> Supplied data
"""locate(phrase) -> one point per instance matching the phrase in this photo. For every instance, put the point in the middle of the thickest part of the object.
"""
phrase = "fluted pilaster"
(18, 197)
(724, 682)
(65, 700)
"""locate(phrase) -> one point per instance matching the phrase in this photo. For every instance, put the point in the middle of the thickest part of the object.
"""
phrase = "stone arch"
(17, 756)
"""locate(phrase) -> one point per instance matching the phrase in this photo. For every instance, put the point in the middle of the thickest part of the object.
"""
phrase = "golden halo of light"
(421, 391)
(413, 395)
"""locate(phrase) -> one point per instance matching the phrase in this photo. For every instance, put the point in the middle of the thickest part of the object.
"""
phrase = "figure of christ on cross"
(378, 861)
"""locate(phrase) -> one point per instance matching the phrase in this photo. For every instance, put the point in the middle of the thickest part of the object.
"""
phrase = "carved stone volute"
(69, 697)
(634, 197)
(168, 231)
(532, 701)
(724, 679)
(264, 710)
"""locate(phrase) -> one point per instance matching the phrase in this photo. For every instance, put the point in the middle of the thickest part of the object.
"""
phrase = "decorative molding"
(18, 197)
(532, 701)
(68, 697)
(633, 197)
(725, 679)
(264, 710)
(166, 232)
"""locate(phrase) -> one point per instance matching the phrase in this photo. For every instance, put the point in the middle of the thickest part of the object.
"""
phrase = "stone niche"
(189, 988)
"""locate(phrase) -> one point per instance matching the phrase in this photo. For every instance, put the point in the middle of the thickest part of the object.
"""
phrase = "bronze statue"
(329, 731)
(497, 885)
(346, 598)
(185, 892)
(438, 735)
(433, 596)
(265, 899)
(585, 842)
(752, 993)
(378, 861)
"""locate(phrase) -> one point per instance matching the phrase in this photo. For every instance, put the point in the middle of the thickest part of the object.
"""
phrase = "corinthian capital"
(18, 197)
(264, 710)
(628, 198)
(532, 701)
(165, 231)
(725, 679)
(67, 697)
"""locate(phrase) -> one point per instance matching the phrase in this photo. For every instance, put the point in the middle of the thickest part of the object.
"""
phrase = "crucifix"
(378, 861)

> Task statement
Retype every entry exactly as it stands.

> Solved exercise
"""locate(phrase) -> one point per instance matching the phrase in this photo. For every instance, put the point in the middle of the thickest part of the object.
"""
phrase = "fluted pilaster"
(18, 197)
(724, 682)
(65, 700)
"""locate(phrase) -> one point per instance matching the phrase in this photo. For every instance, put the point in the middle of the thickest part of the object.
"""
phrase = "stone arch"
(17, 756)
"""locate(phrase) -> one point per instance matching the phrase in this photo. For every instance, put the point in the middle of the thickest part of the object.
"""
phrase = "golden halo of light"
(421, 391)
(413, 395)
"""locate(phrase) -> one point per instance matching the phrase in this photo. For every instance, put the point in the middle of the thickest part of the object.
"""
phrase = "figure of christ on cross"
(378, 861)
"""locate(phrase) -> one point per instance matching the phrase in this photo. For every instance, put the point in the middle of the thickest part of the object.
"""
phrase = "carved stone volute"
(69, 697)
(634, 197)
(168, 231)
(532, 701)
(724, 679)
(264, 710)
"""locate(phrase) -> one point per instance matching the phrase in this photo. For every instance, put the point in the middle of the thickest part of the object.
"""
phrase = "decorative molding"
(18, 197)
(532, 701)
(68, 697)
(633, 197)
(725, 679)
(264, 710)
(166, 232)
"""locate(phrase) -> one point per instance matching the phrase in this photo. For every instance, put the point in the middle of the thickest part of the object.
"""
phrase = "stone niche"
(189, 988)
"""locate(phrase) -> one point per instance matching the phrase in this photo. For every instance, put the point in the middle of the thickest part of the object.
"""
phrase = "bronze statue"
(329, 731)
(497, 885)
(346, 598)
(185, 892)
(438, 735)
(433, 596)
(265, 899)
(585, 842)
(752, 993)
(378, 861)
"""locate(phrase) -> one point per instance matching the phrase in this photo. For every instance, put the point in the middle of the thickest part of the object.
"""
phrase = "corinthian capital"
(18, 197)
(264, 710)
(628, 198)
(532, 701)
(165, 231)
(725, 679)
(67, 697)
"""locate(phrase) -> one point per instance matching the phrase in this photo. For every instance, put the point in the middle of the thickest part of the object.
"""
phrase = "crucifix"
(378, 861)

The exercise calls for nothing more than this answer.